== 提示文

慶應義塾大学(慶応大)は3月3日、「ヒト内因性レトロウィルス(HERV)」の1種「HERV-H」が、がんの転移において重要な役割を果たしていることを明らかにしたと発表した。

成果は、慶応大医学部 先端医科学研究所 細胞情報研究部門の工藤千恵講師、同・河上裕 教授らの研究チームによるもの。研究の詳細な内容は、3月3日付けで米がん学会誌「Cancer Research」オンライン速報版に掲載された。

HERVとは、かつて進化の過程でDNAに入り込んで以来、遺伝的に受け継がれている遺伝子で、全ヒトゲノムの約1%を構成し、HERV-Hのほかにも、「同K」、「同W」、「同F」など数10種類が同定されている。その一部は、「悪性黒色腫」、乳がん、前立腺がんなどのさまざまながんで発現が増強されていることが知られているが、通常は不活性化状態にあるHERVがなぜがん細胞で再発現するのか、その意義についてはわかっていなかった。そこで研究チームは今回、腫瘍生物学的・免疫学的な観点から、がん細胞におけるHERVの機能的役割に着目し、研究を進めたのである。

今回の研究では、「クラスIファミリー」の1つであるHERV-Hについて、がん病態における発現意義の検討が行われた。まず、大腸がんや膵がんなどのさまざまなヒトがん細胞株を用いて、HERV-H遺伝子を特異的に阻害する「siRNA」の導入によるがん細胞の増殖や浸潤・転移への影響の生物学的な解析が実施されると同時に、HERV-Hを発現するがん細胞を数日間培養した培地でヒト末梢血細胞を刺激した場合に生じる変化が免疫学的に解析された。

====
== 表示される情報

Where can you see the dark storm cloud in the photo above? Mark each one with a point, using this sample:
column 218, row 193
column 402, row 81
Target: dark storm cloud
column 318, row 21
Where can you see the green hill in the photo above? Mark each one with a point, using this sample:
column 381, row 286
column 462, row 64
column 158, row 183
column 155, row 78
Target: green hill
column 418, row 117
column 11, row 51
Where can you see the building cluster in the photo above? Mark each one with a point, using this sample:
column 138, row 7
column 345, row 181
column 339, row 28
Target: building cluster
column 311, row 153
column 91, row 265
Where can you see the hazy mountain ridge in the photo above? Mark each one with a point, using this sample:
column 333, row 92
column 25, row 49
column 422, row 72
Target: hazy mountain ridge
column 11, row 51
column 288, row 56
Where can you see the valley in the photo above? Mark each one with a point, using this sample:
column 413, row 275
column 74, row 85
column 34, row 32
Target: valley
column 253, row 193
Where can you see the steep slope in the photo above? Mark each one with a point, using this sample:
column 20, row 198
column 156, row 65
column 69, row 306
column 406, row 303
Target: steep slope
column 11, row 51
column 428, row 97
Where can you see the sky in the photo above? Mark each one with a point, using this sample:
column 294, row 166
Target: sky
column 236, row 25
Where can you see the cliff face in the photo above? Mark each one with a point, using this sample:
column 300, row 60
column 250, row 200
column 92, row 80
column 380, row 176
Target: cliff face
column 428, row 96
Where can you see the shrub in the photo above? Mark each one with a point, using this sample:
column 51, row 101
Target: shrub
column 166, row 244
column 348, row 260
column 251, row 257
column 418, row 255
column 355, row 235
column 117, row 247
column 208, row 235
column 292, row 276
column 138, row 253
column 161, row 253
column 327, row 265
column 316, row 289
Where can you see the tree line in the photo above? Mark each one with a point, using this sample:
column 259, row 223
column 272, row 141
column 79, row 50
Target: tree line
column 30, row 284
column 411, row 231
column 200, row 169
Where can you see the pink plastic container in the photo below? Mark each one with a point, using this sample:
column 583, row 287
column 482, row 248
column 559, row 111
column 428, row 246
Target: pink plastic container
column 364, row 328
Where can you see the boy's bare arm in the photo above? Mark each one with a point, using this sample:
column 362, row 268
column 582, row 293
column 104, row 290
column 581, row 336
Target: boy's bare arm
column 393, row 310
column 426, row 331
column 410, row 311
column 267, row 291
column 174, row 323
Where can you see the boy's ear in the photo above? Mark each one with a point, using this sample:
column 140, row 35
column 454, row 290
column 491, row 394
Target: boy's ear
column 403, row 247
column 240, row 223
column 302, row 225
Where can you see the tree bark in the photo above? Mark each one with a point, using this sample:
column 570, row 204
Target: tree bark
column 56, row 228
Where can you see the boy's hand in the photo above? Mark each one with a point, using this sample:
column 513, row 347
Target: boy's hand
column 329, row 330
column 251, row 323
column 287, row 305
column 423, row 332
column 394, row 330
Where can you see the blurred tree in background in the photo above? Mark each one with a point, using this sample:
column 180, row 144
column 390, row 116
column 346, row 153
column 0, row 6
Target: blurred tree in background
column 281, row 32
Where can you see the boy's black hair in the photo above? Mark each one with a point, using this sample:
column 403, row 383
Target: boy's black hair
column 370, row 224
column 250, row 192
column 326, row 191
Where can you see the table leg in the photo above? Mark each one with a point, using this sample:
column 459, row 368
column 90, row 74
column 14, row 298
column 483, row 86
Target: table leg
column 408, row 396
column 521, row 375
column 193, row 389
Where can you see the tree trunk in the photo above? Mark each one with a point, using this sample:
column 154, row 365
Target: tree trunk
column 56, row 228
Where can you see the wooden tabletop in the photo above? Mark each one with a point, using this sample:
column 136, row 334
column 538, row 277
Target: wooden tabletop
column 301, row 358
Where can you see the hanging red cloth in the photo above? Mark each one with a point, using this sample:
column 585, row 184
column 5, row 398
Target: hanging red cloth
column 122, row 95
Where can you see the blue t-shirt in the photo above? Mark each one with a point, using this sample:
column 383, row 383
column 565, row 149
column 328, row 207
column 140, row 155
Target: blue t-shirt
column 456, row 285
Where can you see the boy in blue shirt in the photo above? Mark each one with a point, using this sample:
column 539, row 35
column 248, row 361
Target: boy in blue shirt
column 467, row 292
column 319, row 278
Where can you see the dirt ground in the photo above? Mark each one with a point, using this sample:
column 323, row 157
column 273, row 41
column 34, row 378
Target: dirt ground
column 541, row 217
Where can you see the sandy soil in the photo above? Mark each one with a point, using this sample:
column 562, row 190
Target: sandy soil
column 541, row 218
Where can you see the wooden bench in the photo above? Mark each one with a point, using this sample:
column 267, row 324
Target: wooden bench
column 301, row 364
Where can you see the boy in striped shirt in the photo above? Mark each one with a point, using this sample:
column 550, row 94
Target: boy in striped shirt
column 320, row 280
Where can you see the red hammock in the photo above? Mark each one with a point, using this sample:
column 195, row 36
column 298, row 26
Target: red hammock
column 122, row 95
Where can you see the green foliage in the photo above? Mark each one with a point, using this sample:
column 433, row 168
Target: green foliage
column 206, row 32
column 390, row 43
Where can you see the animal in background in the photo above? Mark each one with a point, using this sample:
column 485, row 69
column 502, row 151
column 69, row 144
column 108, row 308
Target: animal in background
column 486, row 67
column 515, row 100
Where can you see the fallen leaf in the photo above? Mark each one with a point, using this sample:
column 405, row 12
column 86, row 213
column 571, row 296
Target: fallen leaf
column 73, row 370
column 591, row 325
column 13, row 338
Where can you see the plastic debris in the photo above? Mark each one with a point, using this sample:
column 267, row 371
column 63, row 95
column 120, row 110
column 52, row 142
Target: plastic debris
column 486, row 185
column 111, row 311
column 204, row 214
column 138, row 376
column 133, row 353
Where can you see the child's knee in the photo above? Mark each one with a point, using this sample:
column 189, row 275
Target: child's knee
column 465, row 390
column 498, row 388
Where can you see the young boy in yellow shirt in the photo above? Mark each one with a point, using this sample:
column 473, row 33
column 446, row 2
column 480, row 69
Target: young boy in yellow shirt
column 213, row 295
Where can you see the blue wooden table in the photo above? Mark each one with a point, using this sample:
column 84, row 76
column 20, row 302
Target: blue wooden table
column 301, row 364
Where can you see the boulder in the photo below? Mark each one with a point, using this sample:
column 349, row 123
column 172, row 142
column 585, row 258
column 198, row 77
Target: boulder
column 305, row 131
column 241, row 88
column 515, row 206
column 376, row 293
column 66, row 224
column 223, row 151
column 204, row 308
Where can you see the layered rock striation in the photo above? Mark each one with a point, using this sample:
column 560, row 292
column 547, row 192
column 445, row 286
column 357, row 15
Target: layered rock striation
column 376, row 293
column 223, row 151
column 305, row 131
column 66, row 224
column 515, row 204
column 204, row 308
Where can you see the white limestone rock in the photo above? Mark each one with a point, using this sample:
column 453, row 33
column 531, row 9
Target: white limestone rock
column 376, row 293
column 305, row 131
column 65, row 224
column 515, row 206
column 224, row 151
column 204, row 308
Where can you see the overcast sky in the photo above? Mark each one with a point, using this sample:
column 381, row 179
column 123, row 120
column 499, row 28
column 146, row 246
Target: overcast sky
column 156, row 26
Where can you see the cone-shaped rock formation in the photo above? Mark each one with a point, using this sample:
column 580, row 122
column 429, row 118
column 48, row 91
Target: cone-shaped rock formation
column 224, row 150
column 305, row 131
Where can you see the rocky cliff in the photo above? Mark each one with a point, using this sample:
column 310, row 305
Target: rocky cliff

====

**課題の内容**
(1) HERV-Hとがん転移についての提示文を、2文で要約せよ。
(2) HERV-Hとがん転移についての提示文を、最後の文の後から書き進めよ。

**各課題の解答**
(1) 慶応大の研究チームは、ヒト内因性レトロウィルスの1種であるHERV-Hががんの転移で重要な役割を果たしていることを明らかにし、その成果は米がん学会誌「Cancer Research」オンライン速報版に掲載された。HERVはさまざまながんで発現が増強されることが知られていたが、その意義は不明だったため、研究チームはsiRNAによるHERV-Hの阻害ががん細胞の増殖や浸潤・転移に与える影響などを生物学的・免疫学的に解析した。

(2)
次に、ヒトがん細胞株が免疫不全マウスに移植されて生体内での腫瘍や免疫の動態が解析されたほか、正常な免疫機構を持つマウスにマウス内因性レトロウィルスを発現するがん細胞を移植したモデルを用いて、siRNAや抗体による治療実験が行われた形だ。さらに、大腸がん症例の原発巣や転移巣におけるHERV関連分子の発現の病理学的な解析も実施された。

その結果、がん細胞は、細胞運動能や浸潤能を亢進させて上皮から離脱し転移する上で重要な役割を果たす「上皮間葉転換(EMT)」を生じる際に、HERV-H発現を増強させること、またケモカインの1種で通常はリンパ節内の「ストローマ細胞」で産生されている「CCL19」の産生量や、リンパ節転移に関与するケモカイン受容体の1つ「CCR7」の発現を増強することが判明したのである。

なおケモカインとは、特異的な受容体を発現している細胞を引き寄せる分子群の総称だ。例えばがん細胞が受容体CCR7を発現すると、そのケモカインのCCL19に引き寄せられて転移するため、がんのリンパ節転移との関連性が示されているところである。

がん細胞から産生されたCCL19は、「間葉系幹細胞(MSC:Mesenchymal Stem Cell)」をがん組織に動員するだけでなく、免疫抑制作用が報告されているHERV-H由来ペプチド「H17ペプチド」との共同作用で、そのMSCを増殖させることもわかった(画像1)。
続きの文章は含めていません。